*Job*.
Rewrite the lines starting with the line containing "For sports analytics purposes, locate the bridge window" and going on through the line containing "[68,132,253,175]", and give only those lines. Keep the requests unchanged, and multiply every bounding-box coordinate in the answers by 1.05, rounding each result to a whole number with halves rounded up.

-- Begin --

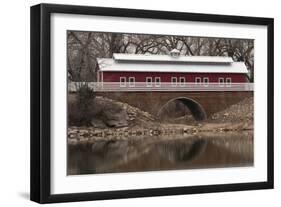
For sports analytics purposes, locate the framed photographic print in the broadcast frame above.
[31,4,273,203]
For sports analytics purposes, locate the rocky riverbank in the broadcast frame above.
[68,97,253,145]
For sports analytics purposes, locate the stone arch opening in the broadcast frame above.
[157,97,207,121]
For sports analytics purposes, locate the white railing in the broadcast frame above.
[68,82,254,92]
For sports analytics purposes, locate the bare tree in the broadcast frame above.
[67,31,254,81]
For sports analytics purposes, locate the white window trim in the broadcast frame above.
[154,77,161,87]
[225,77,232,87]
[179,77,185,87]
[119,76,126,87]
[129,77,136,87]
[203,77,209,86]
[145,77,152,87]
[218,77,224,87]
[195,77,202,85]
[171,77,178,86]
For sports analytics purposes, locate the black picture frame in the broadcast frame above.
[30,4,274,203]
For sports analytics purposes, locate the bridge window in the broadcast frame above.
[195,77,201,84]
[146,77,152,87]
[120,77,126,87]
[155,77,161,87]
[129,77,135,87]
[203,77,209,86]
[226,78,231,86]
[219,78,224,86]
[180,77,185,86]
[171,77,177,86]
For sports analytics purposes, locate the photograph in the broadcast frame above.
[65,30,255,176]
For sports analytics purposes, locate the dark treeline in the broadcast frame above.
[67,31,254,82]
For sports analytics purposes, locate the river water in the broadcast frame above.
[67,131,254,175]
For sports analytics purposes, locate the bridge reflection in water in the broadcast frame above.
[68,131,254,175]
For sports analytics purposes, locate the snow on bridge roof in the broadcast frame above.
[113,53,233,64]
[97,54,248,74]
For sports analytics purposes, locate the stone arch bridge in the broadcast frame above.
[96,91,253,121]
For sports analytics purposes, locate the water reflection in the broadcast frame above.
[68,132,253,175]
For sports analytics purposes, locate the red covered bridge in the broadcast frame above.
[94,50,252,91]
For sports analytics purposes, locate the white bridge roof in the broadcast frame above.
[97,54,248,74]
[113,53,233,64]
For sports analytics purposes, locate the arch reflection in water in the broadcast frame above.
[68,133,253,175]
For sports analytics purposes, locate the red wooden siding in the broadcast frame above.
[100,71,248,83]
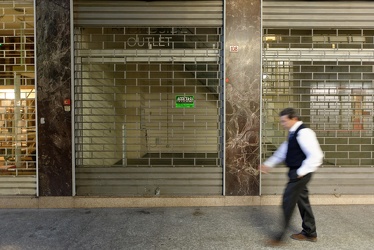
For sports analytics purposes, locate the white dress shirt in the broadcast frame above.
[263,121,323,176]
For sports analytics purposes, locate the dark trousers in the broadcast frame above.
[278,170,317,240]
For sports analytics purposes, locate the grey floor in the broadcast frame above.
[0,205,374,250]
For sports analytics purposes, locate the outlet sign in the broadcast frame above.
[175,95,195,108]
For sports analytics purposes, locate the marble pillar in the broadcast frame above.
[225,0,262,196]
[35,0,72,196]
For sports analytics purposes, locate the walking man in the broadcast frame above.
[259,108,323,246]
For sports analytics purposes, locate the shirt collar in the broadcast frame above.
[289,121,303,132]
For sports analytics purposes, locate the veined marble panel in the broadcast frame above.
[225,0,262,195]
[35,0,72,196]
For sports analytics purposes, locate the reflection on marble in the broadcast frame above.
[35,0,72,196]
[225,0,261,195]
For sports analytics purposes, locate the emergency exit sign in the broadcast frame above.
[175,95,195,108]
[230,45,239,53]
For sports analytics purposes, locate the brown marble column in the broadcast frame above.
[35,0,72,196]
[225,0,262,195]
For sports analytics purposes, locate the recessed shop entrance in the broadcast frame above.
[74,27,223,196]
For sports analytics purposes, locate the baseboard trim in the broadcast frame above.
[0,195,374,209]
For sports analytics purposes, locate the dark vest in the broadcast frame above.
[285,124,306,170]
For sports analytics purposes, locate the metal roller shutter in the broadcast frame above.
[74,0,223,27]
[261,1,374,196]
[74,1,223,196]
[262,0,374,28]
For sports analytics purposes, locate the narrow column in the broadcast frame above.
[225,0,262,195]
[35,0,72,196]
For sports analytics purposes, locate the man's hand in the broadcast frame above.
[258,164,270,174]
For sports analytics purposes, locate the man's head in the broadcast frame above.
[279,108,300,130]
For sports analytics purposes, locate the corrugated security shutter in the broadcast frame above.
[262,0,374,28]
[74,0,223,27]
[261,1,374,197]
[74,1,223,196]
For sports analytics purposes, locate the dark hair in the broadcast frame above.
[279,108,300,120]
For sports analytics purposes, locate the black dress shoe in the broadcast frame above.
[266,239,285,247]
[291,233,317,242]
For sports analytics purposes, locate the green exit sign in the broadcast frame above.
[175,95,195,108]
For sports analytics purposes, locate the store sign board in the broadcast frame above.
[175,95,195,108]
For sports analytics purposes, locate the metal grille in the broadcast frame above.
[0,1,36,195]
[74,0,223,27]
[262,0,374,29]
[75,27,222,194]
[263,29,374,194]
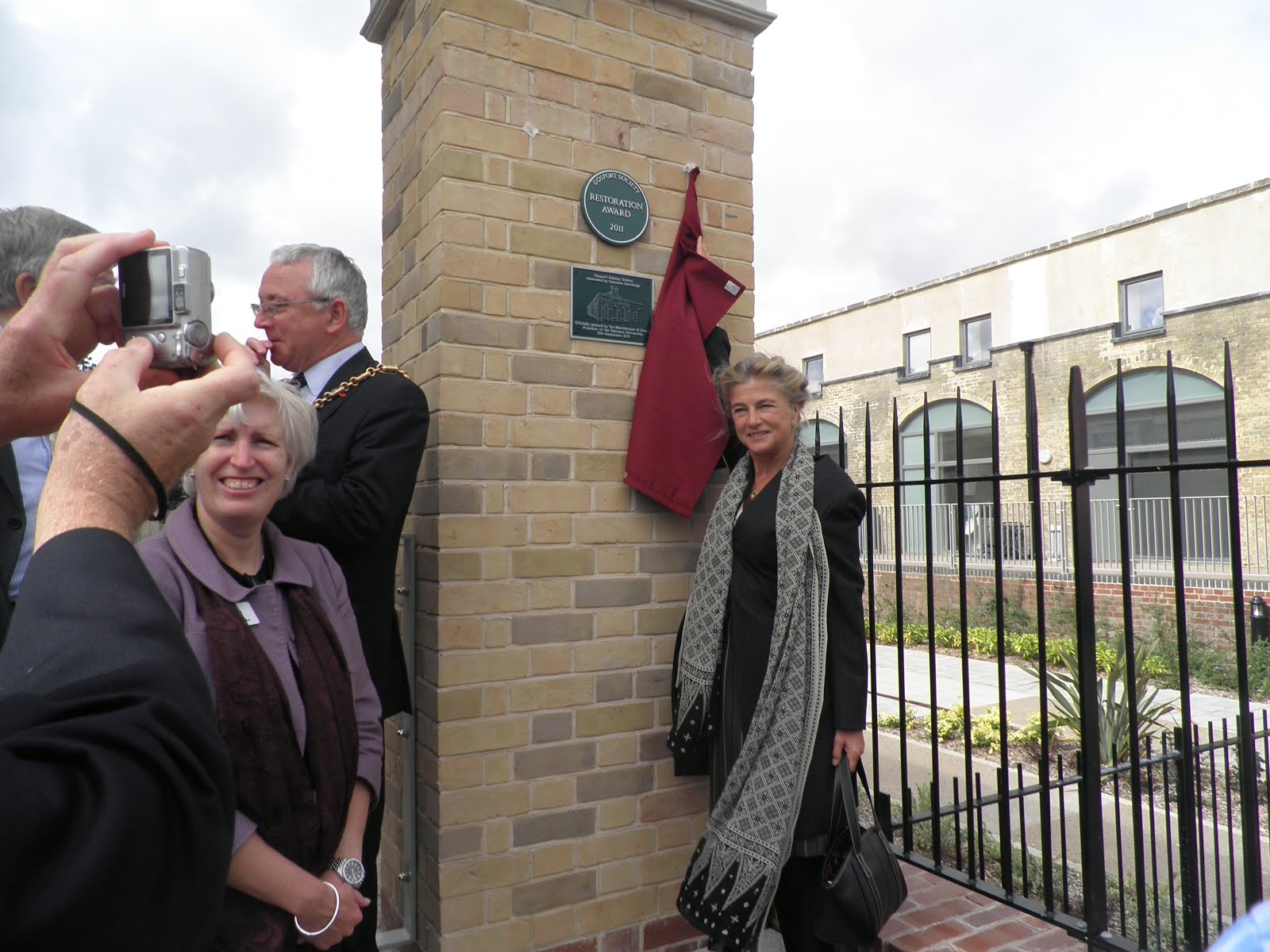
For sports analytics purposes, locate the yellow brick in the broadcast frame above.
[506,286,572,321]
[437,582,529,614]
[635,10,706,53]
[529,906,576,948]
[441,378,525,416]
[485,820,512,853]
[595,736,639,766]
[594,546,637,574]
[485,890,512,923]
[639,844,696,882]
[438,757,485,789]
[481,687,510,717]
[529,842,574,880]
[599,859,639,895]
[576,889,656,935]
[510,33,595,80]
[595,609,635,639]
[438,919,529,952]
[437,647,529,688]
[437,516,525,548]
[599,797,637,830]
[506,675,595,711]
[576,21,652,66]
[529,6,574,43]
[529,387,573,416]
[440,783,529,827]
[573,637,649,671]
[529,777,574,807]
[529,579,573,611]
[437,709,530,757]
[529,645,573,677]
[441,245,529,286]
[529,516,573,546]
[437,178,529,221]
[510,546,595,578]
[579,701,652,738]
[512,416,591,451]
[484,753,519,787]
[438,853,529,899]
[508,485,591,512]
[441,892,485,933]
[437,688,483,721]
[595,60,631,89]
[576,827,656,867]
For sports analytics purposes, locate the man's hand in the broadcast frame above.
[833,731,865,770]
[0,231,155,443]
[244,338,271,373]
[37,330,260,548]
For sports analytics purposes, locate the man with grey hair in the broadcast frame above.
[0,205,97,643]
[246,245,428,950]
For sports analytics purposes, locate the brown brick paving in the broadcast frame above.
[874,863,1087,952]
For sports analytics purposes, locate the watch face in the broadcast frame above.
[338,859,366,886]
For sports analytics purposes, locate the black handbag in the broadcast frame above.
[811,755,908,947]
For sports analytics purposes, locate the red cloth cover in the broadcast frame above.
[625,169,745,518]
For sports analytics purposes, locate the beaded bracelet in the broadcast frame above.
[291,880,339,938]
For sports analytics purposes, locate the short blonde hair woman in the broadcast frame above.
[669,354,868,952]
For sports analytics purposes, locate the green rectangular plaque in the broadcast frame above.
[569,264,652,347]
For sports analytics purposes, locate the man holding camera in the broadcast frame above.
[246,245,428,950]
[0,231,260,952]
[0,205,98,645]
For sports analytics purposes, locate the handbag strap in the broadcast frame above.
[829,754,868,846]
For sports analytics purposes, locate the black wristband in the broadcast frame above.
[71,400,167,522]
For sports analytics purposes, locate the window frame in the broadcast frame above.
[802,354,824,396]
[1116,271,1164,338]
[960,313,992,367]
[899,328,935,379]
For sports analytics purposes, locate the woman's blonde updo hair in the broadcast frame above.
[715,354,811,425]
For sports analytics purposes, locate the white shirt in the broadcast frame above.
[300,340,364,404]
[9,436,53,601]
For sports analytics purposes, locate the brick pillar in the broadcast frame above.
[364,0,772,952]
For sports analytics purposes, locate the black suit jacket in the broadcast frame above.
[0,443,27,645]
[269,347,428,717]
[0,529,233,952]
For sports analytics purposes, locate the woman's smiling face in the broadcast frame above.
[194,397,288,525]
[728,377,798,463]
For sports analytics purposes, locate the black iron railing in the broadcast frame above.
[818,344,1270,950]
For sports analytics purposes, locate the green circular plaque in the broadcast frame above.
[582,169,648,245]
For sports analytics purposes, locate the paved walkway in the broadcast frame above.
[878,645,1270,728]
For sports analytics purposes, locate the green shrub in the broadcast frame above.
[1024,639,1173,764]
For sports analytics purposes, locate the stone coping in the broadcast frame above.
[360,0,776,43]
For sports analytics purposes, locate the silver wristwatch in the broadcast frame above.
[330,857,366,890]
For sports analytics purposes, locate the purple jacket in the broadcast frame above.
[137,500,383,852]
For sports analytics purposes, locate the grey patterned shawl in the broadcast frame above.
[669,442,829,948]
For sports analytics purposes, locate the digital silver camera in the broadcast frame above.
[119,245,216,368]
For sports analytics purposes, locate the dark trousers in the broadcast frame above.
[776,855,836,952]
[339,768,383,952]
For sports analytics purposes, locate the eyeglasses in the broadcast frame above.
[252,297,333,317]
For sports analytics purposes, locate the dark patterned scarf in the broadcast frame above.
[190,576,358,952]
[669,442,829,948]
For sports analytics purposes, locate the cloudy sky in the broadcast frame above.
[0,0,1270,351]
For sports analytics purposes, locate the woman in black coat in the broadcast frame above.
[669,355,868,952]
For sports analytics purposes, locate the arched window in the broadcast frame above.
[899,400,992,504]
[899,400,992,555]
[798,419,842,459]
[1084,367,1230,567]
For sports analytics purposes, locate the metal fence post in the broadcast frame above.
[1067,367,1107,937]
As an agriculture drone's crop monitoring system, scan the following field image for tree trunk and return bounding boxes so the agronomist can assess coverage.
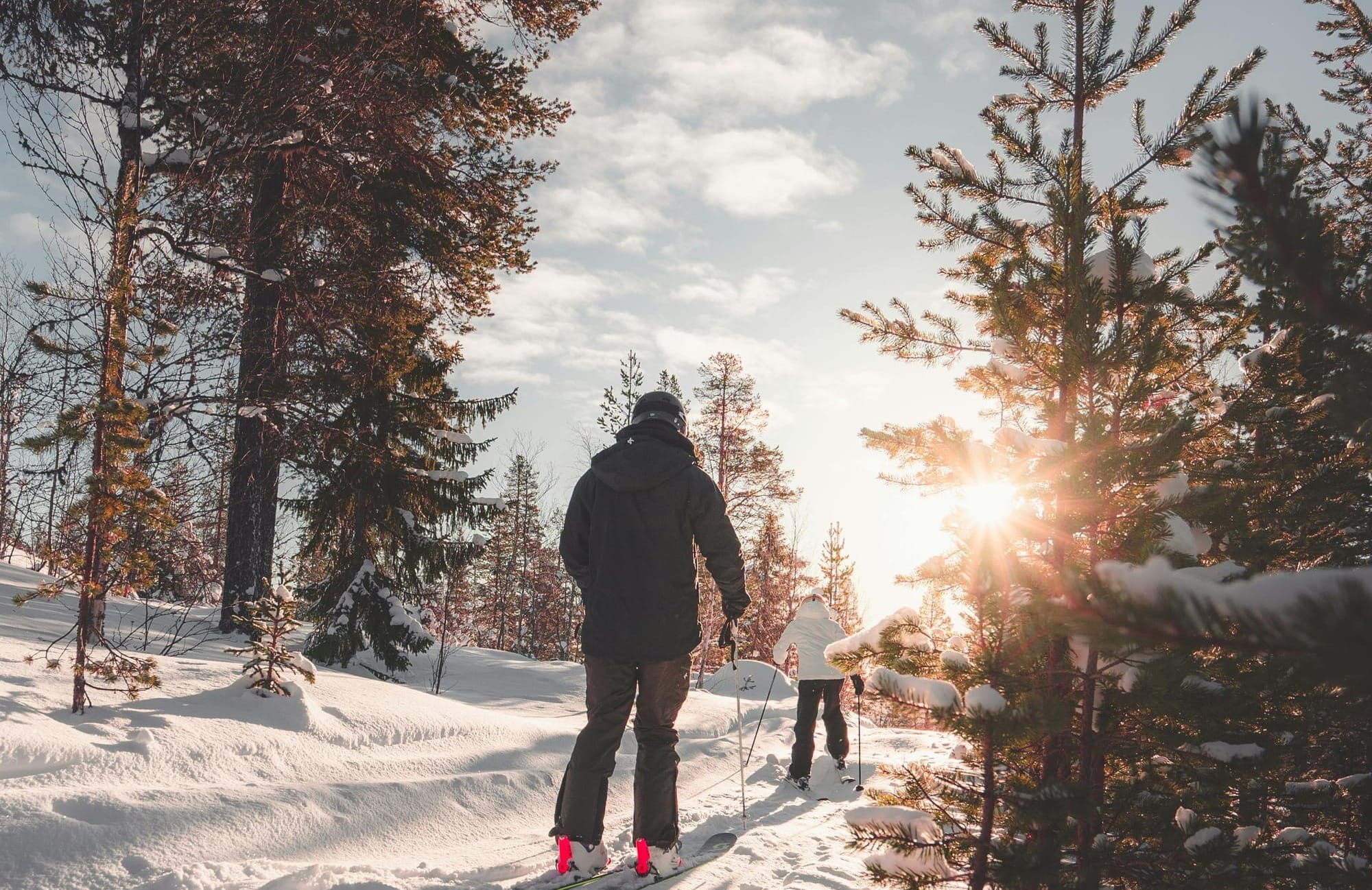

-- End --

*Worked answer*.
For sports analytics purposes, locate the bridge window in the broadcast frame above.
[205,81,211,88]
[153,81,160,91]
[126,81,132,91]
[163,81,169,91]
[135,81,142,91]
[213,81,219,90]
[237,82,243,90]
[230,82,235,90]
[189,81,194,90]
[180,81,186,90]
For sports analytics purposes, locate the photograph in the broadcast frame above.
[68,32,268,185]
For sports analytics purposes, locate the dark treeline in the broadcast frame above.
[70,33,267,86]
For sports analytics purposes, locate the river water in the broadcast frame above.
[70,138,267,184]
For sports analytics purposes, locate the bridge reflection in water in the broadcast frame above.
[71,138,267,184]
For sports analytics purposes, locate the snow on bridge roof in the broadcast frame above.
[119,56,245,67]
[102,57,260,78]
For sports analytics purposes, locate the stone arch bridge in the broadcast frame above.
[101,96,266,127]
For sports analytics purposes, locate the water reflection in the broadcast frame above.
[71,139,266,184]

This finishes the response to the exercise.